Given exercise —
Gather every line in the listing below that contains the word "thin", copying each one in full.

Dataset rows —
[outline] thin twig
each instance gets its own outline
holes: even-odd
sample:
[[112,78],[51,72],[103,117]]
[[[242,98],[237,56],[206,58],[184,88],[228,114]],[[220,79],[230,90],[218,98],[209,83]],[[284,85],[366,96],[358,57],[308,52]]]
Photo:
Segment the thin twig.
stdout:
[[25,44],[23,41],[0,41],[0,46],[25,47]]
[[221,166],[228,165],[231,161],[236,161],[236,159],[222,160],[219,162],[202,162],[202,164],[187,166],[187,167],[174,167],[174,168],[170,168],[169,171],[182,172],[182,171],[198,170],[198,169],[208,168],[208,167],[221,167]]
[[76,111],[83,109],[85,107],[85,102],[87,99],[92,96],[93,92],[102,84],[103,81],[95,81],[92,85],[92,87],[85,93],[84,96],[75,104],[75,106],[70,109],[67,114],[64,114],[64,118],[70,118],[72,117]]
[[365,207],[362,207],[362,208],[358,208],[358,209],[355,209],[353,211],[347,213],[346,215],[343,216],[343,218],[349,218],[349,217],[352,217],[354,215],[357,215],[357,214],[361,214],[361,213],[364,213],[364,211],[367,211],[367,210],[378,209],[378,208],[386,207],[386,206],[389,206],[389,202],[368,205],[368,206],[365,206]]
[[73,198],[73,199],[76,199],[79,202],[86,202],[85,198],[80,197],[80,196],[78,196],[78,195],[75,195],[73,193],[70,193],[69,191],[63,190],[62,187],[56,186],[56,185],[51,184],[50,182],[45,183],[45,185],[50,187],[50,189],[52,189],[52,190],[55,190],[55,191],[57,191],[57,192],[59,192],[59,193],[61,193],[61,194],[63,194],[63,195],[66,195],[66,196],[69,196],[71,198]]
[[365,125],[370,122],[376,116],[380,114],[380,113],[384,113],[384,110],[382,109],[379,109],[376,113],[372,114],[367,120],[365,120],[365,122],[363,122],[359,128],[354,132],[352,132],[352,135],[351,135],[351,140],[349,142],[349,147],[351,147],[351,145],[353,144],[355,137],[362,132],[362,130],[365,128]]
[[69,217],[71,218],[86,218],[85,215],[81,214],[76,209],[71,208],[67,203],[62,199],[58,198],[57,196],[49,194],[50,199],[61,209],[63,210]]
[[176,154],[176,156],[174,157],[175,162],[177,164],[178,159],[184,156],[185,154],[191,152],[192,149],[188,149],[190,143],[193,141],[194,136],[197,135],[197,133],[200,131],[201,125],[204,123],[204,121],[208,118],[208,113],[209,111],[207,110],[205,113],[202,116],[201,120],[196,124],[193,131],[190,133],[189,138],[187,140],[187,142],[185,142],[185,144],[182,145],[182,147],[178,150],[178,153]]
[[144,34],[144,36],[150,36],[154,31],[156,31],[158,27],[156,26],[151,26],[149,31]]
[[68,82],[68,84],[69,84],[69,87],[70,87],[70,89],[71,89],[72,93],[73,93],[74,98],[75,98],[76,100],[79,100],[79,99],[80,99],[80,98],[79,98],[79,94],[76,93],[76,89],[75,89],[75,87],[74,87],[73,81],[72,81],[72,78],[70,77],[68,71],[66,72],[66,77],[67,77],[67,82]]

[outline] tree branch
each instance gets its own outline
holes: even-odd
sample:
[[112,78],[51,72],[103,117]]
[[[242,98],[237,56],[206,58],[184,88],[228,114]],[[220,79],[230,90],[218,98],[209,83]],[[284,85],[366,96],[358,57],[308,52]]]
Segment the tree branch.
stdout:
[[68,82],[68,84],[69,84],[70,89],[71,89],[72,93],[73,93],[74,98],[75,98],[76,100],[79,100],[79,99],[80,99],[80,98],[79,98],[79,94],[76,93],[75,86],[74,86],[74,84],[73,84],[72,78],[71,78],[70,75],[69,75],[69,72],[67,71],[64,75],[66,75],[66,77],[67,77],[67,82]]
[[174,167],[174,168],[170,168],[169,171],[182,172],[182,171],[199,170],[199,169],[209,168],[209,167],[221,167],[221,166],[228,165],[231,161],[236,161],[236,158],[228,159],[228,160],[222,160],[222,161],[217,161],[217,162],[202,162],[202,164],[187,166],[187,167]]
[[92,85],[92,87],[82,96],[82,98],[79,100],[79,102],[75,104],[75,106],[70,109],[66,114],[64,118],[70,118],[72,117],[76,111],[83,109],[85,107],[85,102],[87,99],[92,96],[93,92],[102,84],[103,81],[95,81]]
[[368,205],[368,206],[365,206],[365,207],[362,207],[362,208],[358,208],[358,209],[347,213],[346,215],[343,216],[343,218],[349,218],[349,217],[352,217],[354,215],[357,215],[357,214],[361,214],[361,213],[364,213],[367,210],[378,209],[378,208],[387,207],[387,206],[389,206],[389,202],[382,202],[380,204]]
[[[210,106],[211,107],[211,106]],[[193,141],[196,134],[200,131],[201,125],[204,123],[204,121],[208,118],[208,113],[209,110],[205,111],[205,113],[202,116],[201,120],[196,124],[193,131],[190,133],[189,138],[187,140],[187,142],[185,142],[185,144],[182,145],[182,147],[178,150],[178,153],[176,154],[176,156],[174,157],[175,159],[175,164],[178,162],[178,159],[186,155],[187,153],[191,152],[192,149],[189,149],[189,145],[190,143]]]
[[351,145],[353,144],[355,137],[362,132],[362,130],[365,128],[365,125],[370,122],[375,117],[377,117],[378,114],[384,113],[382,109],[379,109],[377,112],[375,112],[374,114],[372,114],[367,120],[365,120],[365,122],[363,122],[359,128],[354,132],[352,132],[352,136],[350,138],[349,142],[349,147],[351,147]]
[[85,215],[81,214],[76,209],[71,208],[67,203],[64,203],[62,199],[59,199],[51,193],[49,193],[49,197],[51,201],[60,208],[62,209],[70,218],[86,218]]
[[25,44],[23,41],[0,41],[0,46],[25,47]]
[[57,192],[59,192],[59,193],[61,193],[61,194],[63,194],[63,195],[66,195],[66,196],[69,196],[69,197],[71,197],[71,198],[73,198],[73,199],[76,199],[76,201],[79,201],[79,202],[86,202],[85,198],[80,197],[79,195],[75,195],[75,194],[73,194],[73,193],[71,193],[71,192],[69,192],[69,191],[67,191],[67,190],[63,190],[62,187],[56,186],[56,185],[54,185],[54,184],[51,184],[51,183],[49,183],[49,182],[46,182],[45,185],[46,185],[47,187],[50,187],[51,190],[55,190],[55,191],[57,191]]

Solved exercise —
[outline] thin twig
Segment the thin twig.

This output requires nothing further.